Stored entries
════════════════

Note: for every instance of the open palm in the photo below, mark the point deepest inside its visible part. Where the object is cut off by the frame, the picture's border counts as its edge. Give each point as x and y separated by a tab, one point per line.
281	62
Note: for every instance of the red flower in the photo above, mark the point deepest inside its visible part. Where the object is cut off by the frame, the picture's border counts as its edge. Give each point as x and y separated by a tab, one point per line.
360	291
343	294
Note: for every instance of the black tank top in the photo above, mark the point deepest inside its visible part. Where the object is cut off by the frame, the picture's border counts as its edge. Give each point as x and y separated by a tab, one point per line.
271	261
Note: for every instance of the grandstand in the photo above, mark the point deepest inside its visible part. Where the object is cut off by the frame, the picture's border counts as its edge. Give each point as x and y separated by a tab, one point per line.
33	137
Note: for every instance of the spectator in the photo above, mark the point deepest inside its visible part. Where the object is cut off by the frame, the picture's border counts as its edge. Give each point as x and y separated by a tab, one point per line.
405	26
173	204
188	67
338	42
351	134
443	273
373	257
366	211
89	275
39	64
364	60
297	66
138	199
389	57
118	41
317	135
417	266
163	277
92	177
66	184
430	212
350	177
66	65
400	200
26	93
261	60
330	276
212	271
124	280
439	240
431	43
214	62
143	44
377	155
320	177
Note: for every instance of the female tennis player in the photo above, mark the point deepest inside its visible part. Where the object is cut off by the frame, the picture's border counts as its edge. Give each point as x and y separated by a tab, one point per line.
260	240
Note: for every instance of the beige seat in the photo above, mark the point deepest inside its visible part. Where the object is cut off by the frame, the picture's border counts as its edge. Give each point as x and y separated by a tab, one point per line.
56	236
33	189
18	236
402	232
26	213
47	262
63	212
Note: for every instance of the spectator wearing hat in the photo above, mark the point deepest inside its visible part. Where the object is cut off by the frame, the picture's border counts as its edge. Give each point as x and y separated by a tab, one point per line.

════════════════

Assignment =>
Only the lines from the one containing "Note: for every instance of the beige" through the end of the records above belong in the output, each exactly as it stands, both ends included.

Response for this exercise =>
Note: for every instance of the beige seat in the photo above, mark the point deepest inside its visible part. Where the object is cut off by the frame, the picture's border counts as its edge. Give each point as x and y separated by a tab, one point per line.
56	236
33	189
18	236
402	232
26	213
47	262
63	212
Note: for every instance of the spectator wearing hat in the photo above, mark the point deepest inside its visible part. Where the object is cut off by the frame, the picture's border counts as its edge. Give each point as x and y separated by a tab, one point per line.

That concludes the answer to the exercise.